**Input material**

= = = =

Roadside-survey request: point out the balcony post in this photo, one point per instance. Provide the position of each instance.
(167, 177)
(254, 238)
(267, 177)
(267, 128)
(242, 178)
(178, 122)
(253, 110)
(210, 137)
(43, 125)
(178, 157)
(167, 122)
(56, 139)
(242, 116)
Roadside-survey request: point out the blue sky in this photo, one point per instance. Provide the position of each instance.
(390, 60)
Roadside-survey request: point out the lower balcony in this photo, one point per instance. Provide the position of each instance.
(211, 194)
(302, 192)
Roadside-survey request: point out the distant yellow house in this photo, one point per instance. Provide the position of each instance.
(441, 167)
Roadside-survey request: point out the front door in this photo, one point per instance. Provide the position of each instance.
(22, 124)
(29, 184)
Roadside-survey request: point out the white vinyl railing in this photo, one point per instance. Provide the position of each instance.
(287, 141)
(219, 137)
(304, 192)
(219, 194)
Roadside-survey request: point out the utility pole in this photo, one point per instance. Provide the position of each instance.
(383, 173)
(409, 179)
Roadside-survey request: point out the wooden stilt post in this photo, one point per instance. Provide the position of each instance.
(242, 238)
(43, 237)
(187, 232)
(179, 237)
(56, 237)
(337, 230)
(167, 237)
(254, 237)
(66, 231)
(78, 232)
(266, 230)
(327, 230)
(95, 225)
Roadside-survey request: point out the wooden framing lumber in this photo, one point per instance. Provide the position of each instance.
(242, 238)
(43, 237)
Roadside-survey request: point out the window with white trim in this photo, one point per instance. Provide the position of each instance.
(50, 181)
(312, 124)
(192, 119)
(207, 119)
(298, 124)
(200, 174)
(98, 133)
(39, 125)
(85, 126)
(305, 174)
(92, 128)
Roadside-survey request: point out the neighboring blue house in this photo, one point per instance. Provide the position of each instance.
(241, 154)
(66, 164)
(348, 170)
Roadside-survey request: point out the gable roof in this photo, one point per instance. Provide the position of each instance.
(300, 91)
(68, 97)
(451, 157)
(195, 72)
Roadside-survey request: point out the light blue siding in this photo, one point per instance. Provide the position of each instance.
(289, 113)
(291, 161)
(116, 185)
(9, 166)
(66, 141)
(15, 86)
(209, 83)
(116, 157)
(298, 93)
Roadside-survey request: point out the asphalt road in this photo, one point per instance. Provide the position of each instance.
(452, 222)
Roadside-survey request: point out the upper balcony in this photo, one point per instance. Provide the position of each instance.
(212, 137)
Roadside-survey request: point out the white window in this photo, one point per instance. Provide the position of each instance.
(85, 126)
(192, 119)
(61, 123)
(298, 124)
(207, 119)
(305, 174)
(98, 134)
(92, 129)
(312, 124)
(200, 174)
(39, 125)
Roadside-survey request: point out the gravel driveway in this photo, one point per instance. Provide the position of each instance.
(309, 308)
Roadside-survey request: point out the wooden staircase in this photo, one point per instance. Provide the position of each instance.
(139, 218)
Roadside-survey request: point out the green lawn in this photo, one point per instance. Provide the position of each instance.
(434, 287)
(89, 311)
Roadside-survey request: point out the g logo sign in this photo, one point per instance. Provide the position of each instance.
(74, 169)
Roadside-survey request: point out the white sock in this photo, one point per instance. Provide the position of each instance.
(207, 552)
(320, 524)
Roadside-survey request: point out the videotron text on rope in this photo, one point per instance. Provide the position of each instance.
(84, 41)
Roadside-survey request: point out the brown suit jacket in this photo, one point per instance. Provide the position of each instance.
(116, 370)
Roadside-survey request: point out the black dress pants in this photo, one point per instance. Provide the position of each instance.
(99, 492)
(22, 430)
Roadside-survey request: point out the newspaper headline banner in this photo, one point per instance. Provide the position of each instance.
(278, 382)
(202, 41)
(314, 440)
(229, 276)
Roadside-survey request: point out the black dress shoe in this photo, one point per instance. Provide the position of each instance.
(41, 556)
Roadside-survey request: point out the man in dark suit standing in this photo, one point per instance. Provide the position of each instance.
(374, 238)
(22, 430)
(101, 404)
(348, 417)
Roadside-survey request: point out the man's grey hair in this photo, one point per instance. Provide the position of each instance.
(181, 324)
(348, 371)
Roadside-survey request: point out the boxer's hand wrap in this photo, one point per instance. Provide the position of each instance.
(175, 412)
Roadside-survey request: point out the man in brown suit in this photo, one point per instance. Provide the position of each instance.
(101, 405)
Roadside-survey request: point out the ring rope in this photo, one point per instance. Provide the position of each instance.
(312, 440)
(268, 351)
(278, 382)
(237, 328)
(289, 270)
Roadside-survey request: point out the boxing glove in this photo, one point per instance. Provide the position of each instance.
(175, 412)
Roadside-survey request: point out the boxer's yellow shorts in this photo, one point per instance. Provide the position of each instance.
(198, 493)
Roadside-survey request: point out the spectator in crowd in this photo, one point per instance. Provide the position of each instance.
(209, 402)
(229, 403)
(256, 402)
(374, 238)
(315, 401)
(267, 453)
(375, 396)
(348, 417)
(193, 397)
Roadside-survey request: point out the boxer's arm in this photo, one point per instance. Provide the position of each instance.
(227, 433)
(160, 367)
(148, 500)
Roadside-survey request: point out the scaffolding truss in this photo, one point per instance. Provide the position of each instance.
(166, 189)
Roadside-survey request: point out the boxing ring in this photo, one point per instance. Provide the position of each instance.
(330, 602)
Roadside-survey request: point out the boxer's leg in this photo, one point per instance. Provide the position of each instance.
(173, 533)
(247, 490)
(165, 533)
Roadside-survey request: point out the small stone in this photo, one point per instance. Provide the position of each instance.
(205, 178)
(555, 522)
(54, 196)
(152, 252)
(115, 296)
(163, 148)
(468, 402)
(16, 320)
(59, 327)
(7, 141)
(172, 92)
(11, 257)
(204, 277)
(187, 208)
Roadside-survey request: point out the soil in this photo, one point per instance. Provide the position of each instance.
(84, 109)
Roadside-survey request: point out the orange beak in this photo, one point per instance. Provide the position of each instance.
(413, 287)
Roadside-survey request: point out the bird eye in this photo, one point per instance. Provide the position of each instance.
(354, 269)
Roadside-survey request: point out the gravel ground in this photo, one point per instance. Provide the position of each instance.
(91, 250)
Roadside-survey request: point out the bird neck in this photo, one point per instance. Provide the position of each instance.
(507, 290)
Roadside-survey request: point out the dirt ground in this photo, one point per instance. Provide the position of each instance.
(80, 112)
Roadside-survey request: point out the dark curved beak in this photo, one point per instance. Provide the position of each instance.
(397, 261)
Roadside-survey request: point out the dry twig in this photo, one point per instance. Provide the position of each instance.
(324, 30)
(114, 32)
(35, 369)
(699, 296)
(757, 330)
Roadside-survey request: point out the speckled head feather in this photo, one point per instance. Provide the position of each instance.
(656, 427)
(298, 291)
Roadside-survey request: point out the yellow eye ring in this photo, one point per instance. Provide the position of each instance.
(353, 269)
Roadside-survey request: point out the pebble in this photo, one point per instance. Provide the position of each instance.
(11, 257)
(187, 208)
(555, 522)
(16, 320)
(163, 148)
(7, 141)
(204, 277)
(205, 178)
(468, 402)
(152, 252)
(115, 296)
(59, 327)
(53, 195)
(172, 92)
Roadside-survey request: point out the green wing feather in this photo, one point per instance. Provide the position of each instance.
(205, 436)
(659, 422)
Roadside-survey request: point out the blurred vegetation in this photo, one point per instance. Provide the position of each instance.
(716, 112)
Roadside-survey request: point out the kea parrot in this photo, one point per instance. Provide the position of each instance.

= = = =

**The task**
Type out all of the material again, word for word.

**Answer to this problem**
Roadside-survey request: point out the balcony post in this photo, one point per instance. Provide the position of each instance.
(167, 177)
(254, 238)
(267, 177)
(267, 128)
(242, 178)
(178, 122)
(253, 110)
(210, 137)
(43, 125)
(178, 157)
(167, 122)
(56, 139)
(242, 116)
Roadside-survey request: point out the blue sky in this photo, one point per instance. Provide the position of each instance.
(390, 60)
Roadside-survey request: point out the lower balcony in this photo, one point per instance. Provide the position of each instance.
(211, 194)
(302, 192)
Roadside-survey request: point out the distant yellow house in this photo, one point per instance. Provide the position of each instance.
(441, 167)
Roadside-survey request: point out the front door in this photo, one point per instance. Provide the position of each instance.
(22, 124)
(29, 184)
Roadside-survey request: point out the white vinyl railing in this photo, one point per instance. Provide the position of each instance.
(287, 141)
(219, 137)
(304, 192)
(219, 194)
Roadside-survey request: point out the utility pole in this photo, one point per instance. Provide the position of each instance.
(383, 173)
(409, 179)
Roadside-survey request: point out the wooden stilt post in this photo, one point per instance. Provide the position of each instance.
(242, 238)
(43, 237)
(187, 232)
(179, 237)
(56, 237)
(337, 230)
(167, 237)
(254, 237)
(66, 231)
(78, 232)
(266, 230)
(327, 230)
(95, 225)
Roadside-survey request: point out the wooden framing lumber in this photo, one point per instance. Provide the position of each instance.
(242, 238)
(43, 237)
Roadside-survey request: point out the window with white trim in this photo, one point per instance. Provide the position of each instance.
(50, 181)
(312, 124)
(192, 119)
(207, 119)
(298, 124)
(200, 174)
(98, 133)
(39, 125)
(85, 126)
(305, 174)
(92, 128)
Roadside-survey request: point out the neighboring blue house in this photo, one point per instance. Provide the position of each instance.
(241, 154)
(66, 164)
(348, 170)
Roadside-survey request: point out the gable roof in this photo, one point per instance. Provide the position of each instance.
(300, 91)
(68, 97)
(451, 157)
(195, 72)
Roadside-survey request: point out the light blue siding in this photo, one point per instance. Provide the position of each instance.
(289, 113)
(291, 161)
(116, 185)
(9, 166)
(66, 141)
(15, 86)
(209, 83)
(116, 157)
(298, 93)
Roadside-survey request: point out the asphalt road in this photo, one point per instance. Provide the position of each instance.
(452, 222)
Roadside-survey request: point out the upper balcony in this photo, one point per instance. Provide the position of each instance.
(212, 137)
Roadside-survey request: point out the white window in this photo, one point per instance. Provide the position of each instance.
(85, 126)
(192, 119)
(61, 123)
(298, 124)
(207, 119)
(305, 174)
(98, 134)
(92, 129)
(312, 124)
(200, 174)
(39, 125)
Roadside-survey request: point out the gravel driveway in this photo, one point per instance. Provide the position of each instance.
(309, 308)
Roadside-survey request: point out the wooden staircase in this photo, one point per instance. Provide the position of each instance.
(139, 218)
Roadside-survey request: point out the green lawn in this photo, one point per instance. Provide the position of each instance.
(434, 287)
(89, 311)
Roadside-survey request: point out the g logo sign in this photo, one point per instance. Provide the position of each instance.
(74, 169)
Roadside-survey request: point out the white sock in this photo, one point per instance. Provide the position of each instance.
(207, 552)
(320, 524)
Roadside-survey request: point out the videotron text on rope in this photo, one point per instance. Provide the position of each instance.
(84, 41)
Roadside-survey request: point out the brown suit jacket in this photo, one point per instance. Provide the position of each instance.
(116, 370)
Roadside-survey request: point out the black dress pants in this photo, one point per instance. Provide the position of each instance.
(99, 492)
(22, 430)
Roadside-survey request: point out the newspaper headline banner in this photo, one point per instance. Provide the position of each instance.
(278, 382)
(202, 41)
(314, 440)
(229, 276)
Roadside-survey request: point out the black dress shoe in this photo, one point per instance. Provide the position of each instance.
(41, 556)
Roadside-survey request: point out the man in dark suit standing in this photo, one point per instance. Provide the position of each instance.
(374, 238)
(22, 430)
(101, 404)
(348, 417)
Roadside-survey request: point out the man's grey hair in this photo, one point per instance. Provide the position of each instance.
(181, 324)
(348, 371)
Roadside-survey request: point out the boxer's hand wrap in this photo, one point per instance. Provide the position of each instance.
(175, 412)
Roadside-survey request: point out the man in brown suit in this photo, one point per instance. Provide the position of each instance.
(101, 405)
Roadside-survey request: point out the ring rope in this photo, one point per instance. Provide the position of each instance.
(312, 440)
(268, 351)
(278, 382)
(237, 328)
(289, 270)
Roadside-survey request: point out the boxing glove in this photo, one point per instance. Provide the position of each instance.
(175, 412)
Roadside-survey request: point out the boxer's yellow shorts in this photo, one point per instance. Provide the position of each instance.
(198, 493)
Roadside-survey request: point out the spectator in crowd in this photo, one point per instance. Provide the position of each instance.
(209, 402)
(229, 403)
(256, 402)
(374, 238)
(315, 401)
(267, 453)
(375, 396)
(348, 417)
(193, 397)
Roadside-survey request: point out the boxer's arm in this photo, one point per instance. Provide the position of each instance.
(227, 433)
(160, 367)
(148, 500)
Roadside-survey request: point out the scaffolding truss in this photo, one point per instance. Provide the position of each instance.
(166, 189)
Roadside-survey request: point out the boxing ring in this photo, one point per instance. Provide the position of each instance.
(330, 602)
Roadside-survey request: point out the boxer's leg in this photo, one point per instance. Provide the position of each instance.
(173, 533)
(247, 490)
(165, 533)
Roadside-survey request: point out the small stone in this photo, one point per instance. Provide the position of each instance.
(205, 178)
(555, 522)
(54, 196)
(152, 252)
(115, 296)
(163, 148)
(468, 402)
(16, 320)
(59, 327)
(7, 141)
(172, 92)
(11, 257)
(204, 277)
(187, 208)
Roadside-survey request: point out the soil in this photo, one point per instance. Provide the position of each instance.
(84, 109)
Roadside-survey request: point out the orange beak in this photo, one point per instance. Provide the position of each instance.
(413, 287)
Roadside-survey request: point out the bird eye in this photo, one point per instance. Provide the position of each instance.
(354, 269)
Roadside-survey request: point out the gravel ground in this photo, one point per instance. Provide the position of each instance.
(91, 250)
Roadside-survey request: point out the bird neck in this photo, one point per instance. Provide the position of each instance.
(507, 290)
Roadside-survey request: point out the dirt ground in this photo, one point per instance. Provide the position of each instance.
(80, 112)
Roadside-survey request: point out the dark curved beak in this photo, one point per instance. Provide the position of each instance.
(397, 261)
Roadside-survey request: point out the dry twig in this photo, one point per instance. Provide the position of each instance.
(324, 30)
(114, 32)
(35, 369)
(699, 296)
(757, 330)
Roadside-survey request: point out the speckled head feather in this photo, one point per instance. Provide the position of each instance.
(656, 427)
(298, 291)
Roadside-survey request: point out the yellow eye ring in this photo, one point per instance. Provide the position of each instance.
(353, 269)
Roadside-survey request: point out the pebble in this photo, one point per instance. Provide the position of each instance.
(11, 257)
(187, 208)
(555, 522)
(16, 320)
(163, 148)
(7, 141)
(204, 277)
(205, 178)
(468, 402)
(152, 252)
(115, 296)
(59, 327)
(53, 195)
(172, 92)
Roadside-survey request: point out the green wing feather in this photo, one point per instance. Provide the position of each instance.
(205, 436)
(659, 422)
Roadside-survey request: point out the blurred vegetation in this photo, one point per instance. Provide the position of each instance.
(716, 112)
Roadside-survey request: point out the kea parrot in this photo, one point per instance. Provide the position of each instance.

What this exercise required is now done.